• What the exercise asks: Find every line in the records below that contains the string "vegetation", matching case exactly, and copy each of those lines in full.

• Exercise data:
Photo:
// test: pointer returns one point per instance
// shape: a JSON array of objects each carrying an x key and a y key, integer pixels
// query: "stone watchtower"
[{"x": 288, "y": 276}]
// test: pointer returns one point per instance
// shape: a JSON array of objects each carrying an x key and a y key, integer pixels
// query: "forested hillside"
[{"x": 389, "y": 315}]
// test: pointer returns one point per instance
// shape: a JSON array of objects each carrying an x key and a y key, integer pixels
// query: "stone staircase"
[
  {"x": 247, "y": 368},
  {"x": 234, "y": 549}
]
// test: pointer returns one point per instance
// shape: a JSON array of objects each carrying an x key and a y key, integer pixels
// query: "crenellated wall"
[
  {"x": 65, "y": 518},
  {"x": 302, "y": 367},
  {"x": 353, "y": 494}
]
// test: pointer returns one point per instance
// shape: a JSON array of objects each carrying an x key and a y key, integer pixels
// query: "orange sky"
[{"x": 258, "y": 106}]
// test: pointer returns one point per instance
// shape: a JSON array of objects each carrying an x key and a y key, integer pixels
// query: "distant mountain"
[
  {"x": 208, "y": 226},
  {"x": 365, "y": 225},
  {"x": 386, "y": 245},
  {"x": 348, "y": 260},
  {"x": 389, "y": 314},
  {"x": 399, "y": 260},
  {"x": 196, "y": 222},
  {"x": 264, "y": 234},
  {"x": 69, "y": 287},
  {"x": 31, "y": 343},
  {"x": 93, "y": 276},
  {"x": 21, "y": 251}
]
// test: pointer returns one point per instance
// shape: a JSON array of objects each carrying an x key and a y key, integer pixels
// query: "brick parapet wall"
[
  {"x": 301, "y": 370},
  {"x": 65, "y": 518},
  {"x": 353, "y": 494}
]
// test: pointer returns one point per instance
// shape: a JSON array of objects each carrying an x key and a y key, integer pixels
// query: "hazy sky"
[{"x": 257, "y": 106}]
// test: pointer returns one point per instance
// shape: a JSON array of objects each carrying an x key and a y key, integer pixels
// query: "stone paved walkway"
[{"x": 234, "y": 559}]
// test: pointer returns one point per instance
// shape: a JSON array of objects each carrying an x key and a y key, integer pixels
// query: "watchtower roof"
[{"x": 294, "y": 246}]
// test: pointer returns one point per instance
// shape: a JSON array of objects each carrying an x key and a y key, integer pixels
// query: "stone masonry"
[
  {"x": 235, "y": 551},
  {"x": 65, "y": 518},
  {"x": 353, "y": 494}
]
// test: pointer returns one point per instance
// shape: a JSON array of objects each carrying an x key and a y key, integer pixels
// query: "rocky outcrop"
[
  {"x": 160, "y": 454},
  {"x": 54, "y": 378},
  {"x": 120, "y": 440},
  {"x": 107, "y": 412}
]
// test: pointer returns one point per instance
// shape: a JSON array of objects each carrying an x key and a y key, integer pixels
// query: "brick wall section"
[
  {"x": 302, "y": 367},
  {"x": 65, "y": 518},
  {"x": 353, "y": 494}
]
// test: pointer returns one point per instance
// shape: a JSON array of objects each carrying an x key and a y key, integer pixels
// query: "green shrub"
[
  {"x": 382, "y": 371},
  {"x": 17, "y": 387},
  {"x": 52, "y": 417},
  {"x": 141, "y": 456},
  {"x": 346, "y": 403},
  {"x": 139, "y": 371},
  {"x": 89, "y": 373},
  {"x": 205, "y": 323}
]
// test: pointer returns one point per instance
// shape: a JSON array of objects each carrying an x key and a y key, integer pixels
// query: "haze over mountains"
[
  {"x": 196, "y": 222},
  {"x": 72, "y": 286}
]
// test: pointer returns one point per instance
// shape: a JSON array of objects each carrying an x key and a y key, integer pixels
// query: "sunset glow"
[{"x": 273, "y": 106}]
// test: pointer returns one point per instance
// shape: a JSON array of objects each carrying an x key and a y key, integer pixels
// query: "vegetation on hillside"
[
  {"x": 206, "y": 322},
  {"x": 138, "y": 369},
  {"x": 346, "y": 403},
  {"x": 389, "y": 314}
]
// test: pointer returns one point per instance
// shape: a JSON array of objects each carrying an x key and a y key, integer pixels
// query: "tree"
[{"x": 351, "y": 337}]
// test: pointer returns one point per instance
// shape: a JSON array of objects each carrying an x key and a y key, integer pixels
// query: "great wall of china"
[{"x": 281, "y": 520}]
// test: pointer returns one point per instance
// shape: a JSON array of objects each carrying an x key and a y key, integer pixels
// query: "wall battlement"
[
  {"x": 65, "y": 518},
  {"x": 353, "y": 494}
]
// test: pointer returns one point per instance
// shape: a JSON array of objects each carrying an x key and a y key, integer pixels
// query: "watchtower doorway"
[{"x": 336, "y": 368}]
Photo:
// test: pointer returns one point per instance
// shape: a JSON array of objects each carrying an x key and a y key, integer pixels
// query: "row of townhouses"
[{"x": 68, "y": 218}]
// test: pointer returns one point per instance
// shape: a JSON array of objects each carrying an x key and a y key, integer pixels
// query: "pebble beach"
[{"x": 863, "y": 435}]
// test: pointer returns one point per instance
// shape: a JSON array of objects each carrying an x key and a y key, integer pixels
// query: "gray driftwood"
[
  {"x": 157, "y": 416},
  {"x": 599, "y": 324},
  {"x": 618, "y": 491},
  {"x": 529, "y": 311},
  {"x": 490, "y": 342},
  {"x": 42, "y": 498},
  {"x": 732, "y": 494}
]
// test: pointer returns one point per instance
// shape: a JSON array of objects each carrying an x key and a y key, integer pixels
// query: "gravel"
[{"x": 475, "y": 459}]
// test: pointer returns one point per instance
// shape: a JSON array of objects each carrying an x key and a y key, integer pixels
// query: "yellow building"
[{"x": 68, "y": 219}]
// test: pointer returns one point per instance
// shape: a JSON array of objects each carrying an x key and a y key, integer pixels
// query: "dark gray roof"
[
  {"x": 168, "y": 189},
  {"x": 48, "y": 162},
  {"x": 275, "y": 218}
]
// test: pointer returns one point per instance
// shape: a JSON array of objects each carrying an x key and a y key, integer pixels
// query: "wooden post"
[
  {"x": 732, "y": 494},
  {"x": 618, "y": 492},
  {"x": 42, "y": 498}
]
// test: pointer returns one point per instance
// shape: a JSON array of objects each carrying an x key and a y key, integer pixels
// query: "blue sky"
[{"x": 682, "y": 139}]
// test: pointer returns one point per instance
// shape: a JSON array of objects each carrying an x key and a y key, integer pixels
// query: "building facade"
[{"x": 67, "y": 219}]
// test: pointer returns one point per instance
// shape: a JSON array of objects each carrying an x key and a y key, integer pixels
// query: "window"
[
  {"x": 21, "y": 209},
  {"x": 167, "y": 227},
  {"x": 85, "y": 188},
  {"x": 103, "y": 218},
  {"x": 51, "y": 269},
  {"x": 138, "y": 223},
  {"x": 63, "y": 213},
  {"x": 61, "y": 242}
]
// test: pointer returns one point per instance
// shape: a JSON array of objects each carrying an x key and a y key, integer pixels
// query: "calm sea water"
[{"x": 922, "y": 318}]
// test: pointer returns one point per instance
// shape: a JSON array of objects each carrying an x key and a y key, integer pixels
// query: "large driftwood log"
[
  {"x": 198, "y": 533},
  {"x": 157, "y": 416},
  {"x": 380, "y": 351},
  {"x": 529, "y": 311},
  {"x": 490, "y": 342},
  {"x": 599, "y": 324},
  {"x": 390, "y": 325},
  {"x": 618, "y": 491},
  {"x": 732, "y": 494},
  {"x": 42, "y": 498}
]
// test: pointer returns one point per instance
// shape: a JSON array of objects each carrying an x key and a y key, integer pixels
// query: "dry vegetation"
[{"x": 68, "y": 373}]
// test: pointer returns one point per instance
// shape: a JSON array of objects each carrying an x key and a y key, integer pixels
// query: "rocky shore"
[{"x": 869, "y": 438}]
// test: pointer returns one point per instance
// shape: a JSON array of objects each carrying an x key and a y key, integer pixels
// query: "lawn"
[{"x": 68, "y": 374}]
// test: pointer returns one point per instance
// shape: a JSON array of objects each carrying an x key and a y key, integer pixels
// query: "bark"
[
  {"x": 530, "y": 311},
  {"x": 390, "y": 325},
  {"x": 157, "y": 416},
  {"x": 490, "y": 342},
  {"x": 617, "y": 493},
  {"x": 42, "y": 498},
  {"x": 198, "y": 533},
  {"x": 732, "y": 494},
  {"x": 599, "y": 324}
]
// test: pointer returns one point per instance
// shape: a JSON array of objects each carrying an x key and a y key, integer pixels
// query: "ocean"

• Problem solution:
// query: "vegetation on hillside"
// query: "dry vegetation"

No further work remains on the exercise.